[Start of RECORDS FOR THE EXERCISE]
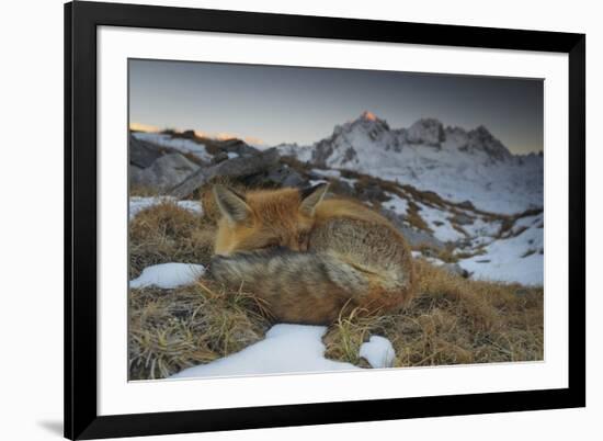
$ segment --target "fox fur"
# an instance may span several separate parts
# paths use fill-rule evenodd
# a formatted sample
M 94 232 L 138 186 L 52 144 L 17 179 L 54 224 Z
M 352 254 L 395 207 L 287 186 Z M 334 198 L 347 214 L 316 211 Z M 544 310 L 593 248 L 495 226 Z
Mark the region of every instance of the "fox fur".
M 221 218 L 208 275 L 242 284 L 287 323 L 330 324 L 345 308 L 408 302 L 414 272 L 402 235 L 361 203 L 325 199 L 327 188 L 240 194 L 214 186 Z

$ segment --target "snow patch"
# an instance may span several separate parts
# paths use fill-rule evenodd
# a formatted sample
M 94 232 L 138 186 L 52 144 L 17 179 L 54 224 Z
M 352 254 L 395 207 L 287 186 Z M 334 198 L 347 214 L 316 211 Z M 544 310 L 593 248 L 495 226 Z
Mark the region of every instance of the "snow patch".
M 391 368 L 396 352 L 391 342 L 385 337 L 372 336 L 371 339 L 360 347 L 360 357 L 366 359 L 375 369 Z
M 326 331 L 325 326 L 275 325 L 264 340 L 211 363 L 185 369 L 170 378 L 359 370 L 353 364 L 325 358 Z
M 383 205 L 394 211 L 396 214 L 406 215 L 408 212 L 408 201 L 394 193 L 386 194 L 391 199 L 387 202 L 384 202 Z
M 542 285 L 543 240 L 543 229 L 532 227 L 515 237 L 492 241 L 485 248 L 485 255 L 460 260 L 458 264 L 471 272 L 474 279 Z
M 129 282 L 129 287 L 141 289 L 157 286 L 171 290 L 191 285 L 203 275 L 205 267 L 193 263 L 160 263 L 147 267 L 137 279 Z

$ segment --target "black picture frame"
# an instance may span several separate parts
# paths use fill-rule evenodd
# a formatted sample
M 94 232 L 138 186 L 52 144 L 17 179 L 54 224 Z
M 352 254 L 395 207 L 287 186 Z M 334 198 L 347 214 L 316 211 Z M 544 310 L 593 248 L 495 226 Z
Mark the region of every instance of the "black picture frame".
M 96 27 L 212 31 L 569 56 L 567 388 L 99 416 Z M 65 437 L 185 433 L 585 406 L 585 35 L 77 1 L 65 5 Z M 571 295 L 569 293 L 571 292 Z

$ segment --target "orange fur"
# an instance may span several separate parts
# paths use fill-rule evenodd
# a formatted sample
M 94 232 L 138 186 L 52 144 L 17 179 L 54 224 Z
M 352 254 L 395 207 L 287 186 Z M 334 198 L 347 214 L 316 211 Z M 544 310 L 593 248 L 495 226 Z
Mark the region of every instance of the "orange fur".
M 295 323 L 329 323 L 343 307 L 387 310 L 408 301 L 414 271 L 400 233 L 361 203 L 322 200 L 325 191 L 216 192 L 223 217 L 214 276 L 247 284 L 276 318 Z

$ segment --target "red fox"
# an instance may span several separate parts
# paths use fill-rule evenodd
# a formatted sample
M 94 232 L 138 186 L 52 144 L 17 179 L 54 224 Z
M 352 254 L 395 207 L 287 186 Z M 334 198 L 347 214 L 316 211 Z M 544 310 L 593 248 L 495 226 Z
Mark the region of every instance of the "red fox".
M 414 291 L 405 238 L 383 216 L 328 184 L 240 194 L 213 189 L 221 214 L 208 275 L 266 301 L 275 319 L 322 325 L 342 308 L 387 310 Z

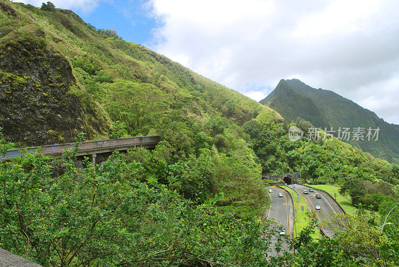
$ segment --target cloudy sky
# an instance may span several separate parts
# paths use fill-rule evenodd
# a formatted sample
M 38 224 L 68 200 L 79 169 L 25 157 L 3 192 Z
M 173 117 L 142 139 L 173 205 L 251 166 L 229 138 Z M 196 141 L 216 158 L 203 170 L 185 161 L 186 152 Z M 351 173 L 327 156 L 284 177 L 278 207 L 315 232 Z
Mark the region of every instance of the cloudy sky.
M 53 2 L 255 100 L 296 78 L 399 124 L 397 0 Z

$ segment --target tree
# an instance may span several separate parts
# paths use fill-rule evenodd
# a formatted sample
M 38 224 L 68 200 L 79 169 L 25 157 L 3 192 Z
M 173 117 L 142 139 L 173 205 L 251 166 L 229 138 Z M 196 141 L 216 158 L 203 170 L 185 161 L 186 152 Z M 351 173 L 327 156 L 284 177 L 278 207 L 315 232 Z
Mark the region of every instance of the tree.
M 44 3 L 42 3 L 40 9 L 53 12 L 55 11 L 55 6 L 53 3 L 49 1 L 47 2 L 47 4 Z

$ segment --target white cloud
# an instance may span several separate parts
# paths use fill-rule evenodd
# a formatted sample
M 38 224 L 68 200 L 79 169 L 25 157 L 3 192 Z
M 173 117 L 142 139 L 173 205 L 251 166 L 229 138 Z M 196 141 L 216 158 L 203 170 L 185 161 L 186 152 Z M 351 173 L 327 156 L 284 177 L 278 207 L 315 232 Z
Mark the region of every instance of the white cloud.
M 258 101 L 297 78 L 399 124 L 396 0 L 150 3 L 152 48 L 205 77 Z
M 35 6 L 41 6 L 43 2 L 48 0 L 17 0 L 15 1 L 25 4 L 30 3 Z M 51 0 L 56 7 L 73 10 L 80 10 L 86 13 L 93 11 L 98 5 L 98 0 Z

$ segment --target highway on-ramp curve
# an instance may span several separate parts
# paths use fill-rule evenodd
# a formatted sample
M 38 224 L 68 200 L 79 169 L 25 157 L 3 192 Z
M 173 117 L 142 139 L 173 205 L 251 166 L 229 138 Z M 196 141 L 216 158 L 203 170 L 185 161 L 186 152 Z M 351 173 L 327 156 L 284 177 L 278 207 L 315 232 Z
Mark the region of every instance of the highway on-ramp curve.
M 310 210 L 315 211 L 319 219 L 327 219 L 332 215 L 334 216 L 337 213 L 344 212 L 337 203 L 331 199 L 331 197 L 326 193 L 317 189 L 314 189 L 314 192 L 310 192 L 309 191 L 310 188 L 306 186 L 297 184 L 294 185 L 298 194 L 305 199 L 308 205 L 308 208 Z M 304 194 L 303 191 L 305 190 L 308 190 L 309 193 Z M 321 198 L 316 198 L 316 196 L 318 194 L 321 196 Z M 315 207 L 318 205 L 320 206 L 320 210 L 316 209 Z M 328 236 L 330 238 L 333 237 L 333 233 L 332 231 L 325 229 L 324 231 Z
M 268 215 L 267 217 L 269 219 L 273 219 L 274 221 L 277 223 L 279 227 L 276 228 L 275 231 L 276 234 L 278 235 L 280 232 L 280 227 L 285 229 L 286 234 L 292 234 L 292 223 L 291 219 L 291 214 L 292 214 L 293 211 L 292 210 L 292 204 L 291 203 L 291 199 L 289 198 L 289 194 L 284 190 L 272 186 L 268 186 L 266 187 L 269 194 L 269 196 L 271 199 L 271 204 L 270 205 L 270 208 L 269 210 Z M 272 193 L 269 193 L 269 190 L 271 189 L 273 191 Z M 279 197 L 278 193 L 282 193 L 283 194 L 282 197 Z M 284 249 L 288 250 L 288 245 L 284 244 L 283 247 Z M 270 256 L 275 256 L 276 254 L 275 253 L 271 253 L 268 254 Z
[End of RECORDS FOR THE EXERCISE]
* REQUIREMENTS *
Copy out the entries above, from the line with "segment --target tree" up to and including the line with "M 35 6 L 41", character for character.

* FULL OUTPUT *
$ segment --target tree
# an instance may span several separate parts
# paths use fill-rule evenodd
# a formatted sample
M 38 224 L 68 200 L 79 169 L 25 157 L 3 192 Z
M 173 117 L 142 139 L 173 205 L 251 166 L 229 138 Z M 196 141 L 216 158 L 203 170 L 185 161 L 186 152 Z M 351 173 L 327 156 L 284 177 L 278 207 L 315 232 Z
Mark the region of every instance of the tree.
M 44 3 L 42 3 L 40 9 L 53 12 L 55 11 L 55 6 L 53 3 L 49 1 L 47 2 L 47 4 Z

$ segment --target white cloud
# an instance may span several separate parts
# paths use fill-rule evenodd
# a formatted sample
M 38 224 L 68 200 L 79 169 L 25 157 L 3 192 Z
M 173 117 L 142 139 L 173 205 L 251 166 L 229 138 Z M 196 141 L 216 158 L 203 170 L 185 161 L 186 152 Z M 351 173 L 327 156 L 284 177 L 278 207 L 315 232 Z
Mark the region of every instance of the white cloud.
M 258 101 L 297 78 L 399 124 L 396 0 L 150 3 L 152 48 L 205 77 Z
M 35 6 L 41 6 L 43 2 L 48 0 L 17 0 L 15 1 L 25 4 L 30 3 Z M 51 0 L 56 7 L 73 10 L 80 10 L 86 13 L 93 11 L 98 5 L 98 0 Z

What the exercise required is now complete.